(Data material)
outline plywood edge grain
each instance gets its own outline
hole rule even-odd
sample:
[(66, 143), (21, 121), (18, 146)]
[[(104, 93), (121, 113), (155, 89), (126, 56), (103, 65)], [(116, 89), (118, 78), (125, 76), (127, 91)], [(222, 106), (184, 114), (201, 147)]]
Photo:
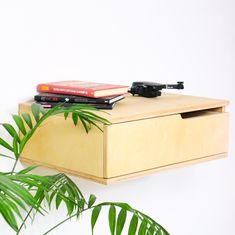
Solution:
[(144, 171), (134, 172), (134, 173), (131, 173), (131, 174), (126, 174), (126, 175), (121, 175), (121, 176), (117, 176), (117, 177), (107, 178), (106, 181), (105, 181), (105, 184), (113, 184), (113, 183), (117, 183), (119, 181), (130, 180), (130, 179), (138, 178), (140, 176), (150, 175), (150, 174), (153, 174), (153, 173), (156, 173), (156, 172), (159, 172), (159, 171), (163, 171), (163, 170), (170, 170), (170, 169), (175, 169), (175, 168), (178, 168), (178, 167), (190, 166), (190, 165), (194, 165), (194, 164), (197, 164), (197, 163), (202, 163), (202, 162), (207, 162), (207, 161), (211, 161), (211, 160), (221, 159), (221, 158), (227, 157), (227, 155), (228, 155), (228, 153), (220, 153), (220, 154), (216, 154), (216, 155), (210, 155), (210, 156), (206, 156), (206, 157), (202, 157), (202, 158), (197, 158), (197, 159), (194, 159), (194, 160), (188, 160), (188, 161), (169, 164), (169, 165), (166, 165), (166, 166), (156, 167), (156, 168), (152, 168), (152, 169), (148, 169), (148, 170), (144, 170)]
[(79, 176), (79, 177), (81, 177), (83, 179), (87, 179), (87, 180), (92, 180), (96, 183), (107, 184), (106, 179), (101, 178), (101, 177), (96, 177), (96, 176), (93, 176), (93, 175), (89, 175), (89, 174), (86, 174), (86, 173), (83, 173), (83, 172), (73, 171), (73, 170), (70, 170), (70, 169), (63, 168), (63, 167), (57, 167), (57, 166), (54, 166), (54, 165), (51, 165), (51, 164), (48, 164), (48, 163), (45, 164), (44, 162), (35, 161), (35, 160), (27, 159), (27, 158), (24, 158), (24, 157), (20, 157), (20, 161), (22, 163), (27, 164), (27, 165), (40, 165), (40, 167), (48, 167), (50, 169), (53, 169), (53, 170), (56, 170), (56, 171), (59, 171), (59, 172)]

(REQUIREMENT)
Retype all of the material above word for word, leaving out the pictures.

(SOLUTION FOR THIS PROBLEM)
outline plywood edge grain
each instance gets its own outline
hole rule even-odd
sample:
[(66, 143), (21, 121), (18, 146)]
[[(104, 93), (121, 113), (155, 89), (126, 56), (103, 65)], [(116, 89), (118, 78), (125, 76), (127, 91)], [(222, 106), (184, 114), (201, 147)]]
Photo:
Solution:
[(144, 171), (134, 172), (134, 173), (131, 173), (131, 174), (126, 174), (126, 175), (121, 175), (121, 176), (117, 176), (117, 177), (107, 178), (106, 181), (105, 181), (105, 184), (113, 184), (113, 183), (117, 183), (119, 181), (130, 180), (130, 179), (138, 178), (140, 176), (150, 175), (150, 174), (153, 174), (153, 173), (156, 173), (156, 172), (159, 172), (159, 171), (163, 171), (163, 170), (170, 170), (170, 169), (175, 169), (175, 168), (178, 168), (178, 167), (190, 166), (190, 165), (194, 165), (194, 164), (197, 164), (197, 163), (202, 163), (202, 162), (207, 162), (207, 161), (211, 161), (211, 160), (221, 159), (221, 158), (227, 157), (227, 155), (228, 155), (228, 153), (220, 153), (220, 154), (216, 154), (216, 155), (210, 155), (210, 156), (206, 156), (206, 157), (202, 157), (202, 158), (197, 158), (197, 159), (194, 159), (194, 160), (188, 160), (188, 161), (169, 164), (169, 165), (166, 165), (166, 166), (156, 167), (156, 168), (152, 168), (152, 169), (148, 169), (148, 170), (144, 170)]
[(79, 176), (79, 177), (81, 177), (83, 179), (87, 179), (87, 180), (92, 180), (96, 183), (107, 184), (106, 179), (101, 178), (101, 177), (96, 177), (96, 176), (93, 176), (93, 175), (89, 175), (89, 174), (86, 174), (86, 173), (83, 173), (83, 172), (73, 171), (73, 170), (70, 170), (70, 169), (63, 168), (63, 167), (57, 167), (57, 166), (54, 166), (54, 165), (51, 165), (51, 164), (48, 164), (48, 163), (45, 164), (44, 162), (35, 161), (35, 160), (27, 159), (27, 158), (24, 158), (24, 157), (20, 157), (20, 161), (22, 163), (27, 164), (27, 165), (40, 165), (40, 167), (48, 167), (50, 169), (53, 169), (53, 170), (56, 170), (56, 171), (59, 171), (59, 172)]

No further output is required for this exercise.